MATERIAL PROVIDED.
==========
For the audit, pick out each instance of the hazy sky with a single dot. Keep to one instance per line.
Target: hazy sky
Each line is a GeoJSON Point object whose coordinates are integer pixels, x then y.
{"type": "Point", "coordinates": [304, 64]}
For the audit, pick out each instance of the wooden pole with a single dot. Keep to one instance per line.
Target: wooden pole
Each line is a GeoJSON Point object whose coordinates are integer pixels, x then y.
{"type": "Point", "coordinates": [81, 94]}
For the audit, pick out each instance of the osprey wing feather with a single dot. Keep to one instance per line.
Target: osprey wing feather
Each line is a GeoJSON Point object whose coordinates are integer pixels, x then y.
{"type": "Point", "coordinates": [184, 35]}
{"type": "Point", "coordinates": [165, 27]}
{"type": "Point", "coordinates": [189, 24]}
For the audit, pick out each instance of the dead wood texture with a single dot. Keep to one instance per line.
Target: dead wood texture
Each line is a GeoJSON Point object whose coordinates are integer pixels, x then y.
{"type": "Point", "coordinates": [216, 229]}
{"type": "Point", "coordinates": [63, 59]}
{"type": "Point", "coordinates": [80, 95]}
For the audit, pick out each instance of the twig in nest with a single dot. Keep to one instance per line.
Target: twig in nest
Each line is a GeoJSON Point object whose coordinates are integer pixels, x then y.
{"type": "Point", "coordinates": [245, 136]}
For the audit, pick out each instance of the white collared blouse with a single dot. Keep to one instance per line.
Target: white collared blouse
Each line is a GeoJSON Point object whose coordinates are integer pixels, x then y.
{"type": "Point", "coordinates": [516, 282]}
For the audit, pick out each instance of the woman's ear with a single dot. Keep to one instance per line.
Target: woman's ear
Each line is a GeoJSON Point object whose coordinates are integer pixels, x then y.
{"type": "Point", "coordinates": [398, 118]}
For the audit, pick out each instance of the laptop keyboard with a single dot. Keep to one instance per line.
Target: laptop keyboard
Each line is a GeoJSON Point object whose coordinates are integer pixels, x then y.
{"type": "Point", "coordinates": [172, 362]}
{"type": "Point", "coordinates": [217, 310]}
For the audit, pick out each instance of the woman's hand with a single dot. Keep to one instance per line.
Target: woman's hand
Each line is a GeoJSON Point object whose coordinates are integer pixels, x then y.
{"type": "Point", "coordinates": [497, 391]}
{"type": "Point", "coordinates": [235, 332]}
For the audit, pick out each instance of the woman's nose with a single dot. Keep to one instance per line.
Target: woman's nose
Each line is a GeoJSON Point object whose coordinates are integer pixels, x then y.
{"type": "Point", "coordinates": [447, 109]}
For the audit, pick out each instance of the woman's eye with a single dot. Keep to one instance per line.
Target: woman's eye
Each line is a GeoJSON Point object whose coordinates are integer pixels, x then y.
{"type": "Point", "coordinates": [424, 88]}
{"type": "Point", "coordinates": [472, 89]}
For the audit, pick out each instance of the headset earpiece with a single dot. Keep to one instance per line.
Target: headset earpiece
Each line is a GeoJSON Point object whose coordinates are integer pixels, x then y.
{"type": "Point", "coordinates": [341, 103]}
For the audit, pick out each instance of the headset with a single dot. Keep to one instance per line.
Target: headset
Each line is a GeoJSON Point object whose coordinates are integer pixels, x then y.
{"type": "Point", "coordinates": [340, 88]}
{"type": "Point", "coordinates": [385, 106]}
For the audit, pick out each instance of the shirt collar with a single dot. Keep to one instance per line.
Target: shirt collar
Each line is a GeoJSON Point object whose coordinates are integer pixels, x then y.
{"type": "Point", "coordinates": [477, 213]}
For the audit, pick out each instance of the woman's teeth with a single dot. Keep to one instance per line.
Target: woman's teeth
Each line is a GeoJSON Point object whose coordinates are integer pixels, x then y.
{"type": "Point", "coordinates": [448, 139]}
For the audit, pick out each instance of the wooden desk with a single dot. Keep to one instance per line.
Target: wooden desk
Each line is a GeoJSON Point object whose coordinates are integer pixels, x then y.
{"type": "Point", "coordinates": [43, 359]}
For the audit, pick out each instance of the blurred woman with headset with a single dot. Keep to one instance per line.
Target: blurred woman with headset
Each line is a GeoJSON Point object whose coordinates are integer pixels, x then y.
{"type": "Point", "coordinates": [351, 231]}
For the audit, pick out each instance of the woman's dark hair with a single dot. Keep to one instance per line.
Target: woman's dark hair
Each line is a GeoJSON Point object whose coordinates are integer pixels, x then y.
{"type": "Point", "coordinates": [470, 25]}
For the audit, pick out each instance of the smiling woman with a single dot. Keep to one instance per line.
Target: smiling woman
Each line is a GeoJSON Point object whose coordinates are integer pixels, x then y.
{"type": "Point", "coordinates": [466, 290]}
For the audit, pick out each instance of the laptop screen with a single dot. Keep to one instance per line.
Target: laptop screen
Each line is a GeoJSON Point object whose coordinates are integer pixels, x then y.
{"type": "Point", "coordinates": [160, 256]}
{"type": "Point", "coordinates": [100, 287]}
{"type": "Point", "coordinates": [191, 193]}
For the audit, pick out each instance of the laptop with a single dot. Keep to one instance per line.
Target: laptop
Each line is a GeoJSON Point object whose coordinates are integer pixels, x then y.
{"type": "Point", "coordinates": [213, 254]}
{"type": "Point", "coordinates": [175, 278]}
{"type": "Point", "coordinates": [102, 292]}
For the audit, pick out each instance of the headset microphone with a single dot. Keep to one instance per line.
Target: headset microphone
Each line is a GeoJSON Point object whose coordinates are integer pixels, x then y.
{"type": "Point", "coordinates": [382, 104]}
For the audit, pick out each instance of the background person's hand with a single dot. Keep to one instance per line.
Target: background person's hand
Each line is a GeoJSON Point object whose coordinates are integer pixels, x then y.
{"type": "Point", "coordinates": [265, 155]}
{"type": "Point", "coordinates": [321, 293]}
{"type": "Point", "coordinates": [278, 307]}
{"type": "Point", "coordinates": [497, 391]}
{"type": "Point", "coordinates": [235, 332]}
==========
WORK REQUIRED. Each line of the listing above that contains the word "feather" counts once; please give the total and nothing more.

EXPECTED ANSWER. 2